Problem description
Every line in the records below with the string "reflection" is to be copied out.

[Stored data entries]

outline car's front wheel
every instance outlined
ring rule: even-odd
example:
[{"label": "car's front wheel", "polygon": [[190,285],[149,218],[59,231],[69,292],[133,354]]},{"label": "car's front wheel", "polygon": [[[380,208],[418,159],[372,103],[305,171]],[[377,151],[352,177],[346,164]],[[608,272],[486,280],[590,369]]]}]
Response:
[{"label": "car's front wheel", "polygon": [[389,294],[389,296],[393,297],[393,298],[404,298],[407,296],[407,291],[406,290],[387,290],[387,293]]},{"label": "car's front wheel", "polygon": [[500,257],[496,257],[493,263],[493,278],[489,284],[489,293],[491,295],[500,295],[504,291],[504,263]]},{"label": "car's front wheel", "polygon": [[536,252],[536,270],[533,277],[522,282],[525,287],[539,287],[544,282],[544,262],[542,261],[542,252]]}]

...

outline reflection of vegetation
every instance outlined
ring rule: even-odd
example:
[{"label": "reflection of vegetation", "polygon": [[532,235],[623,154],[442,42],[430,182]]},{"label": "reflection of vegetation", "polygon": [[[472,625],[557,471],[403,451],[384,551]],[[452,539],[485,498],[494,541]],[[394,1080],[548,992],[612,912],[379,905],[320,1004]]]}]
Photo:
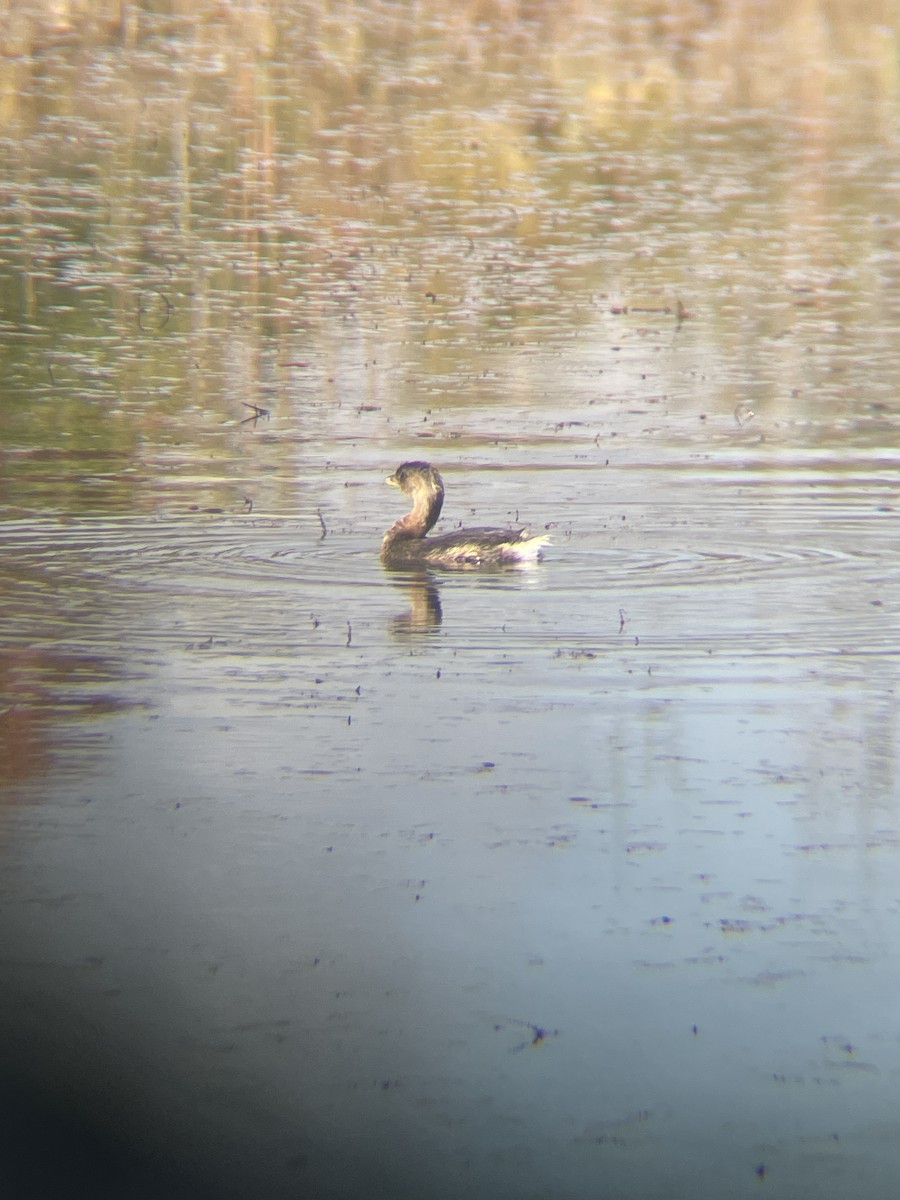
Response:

Task answer
outline reflection of vegetation
[{"label": "reflection of vegetation", "polygon": [[532,235],[623,154],[442,42],[430,182]]},{"label": "reflection of vegetation", "polygon": [[[472,625],[557,471],[403,451],[384,551]],[[452,539],[485,498],[494,541]],[[394,1080],[548,992],[612,912],[379,905],[320,1004]]]}]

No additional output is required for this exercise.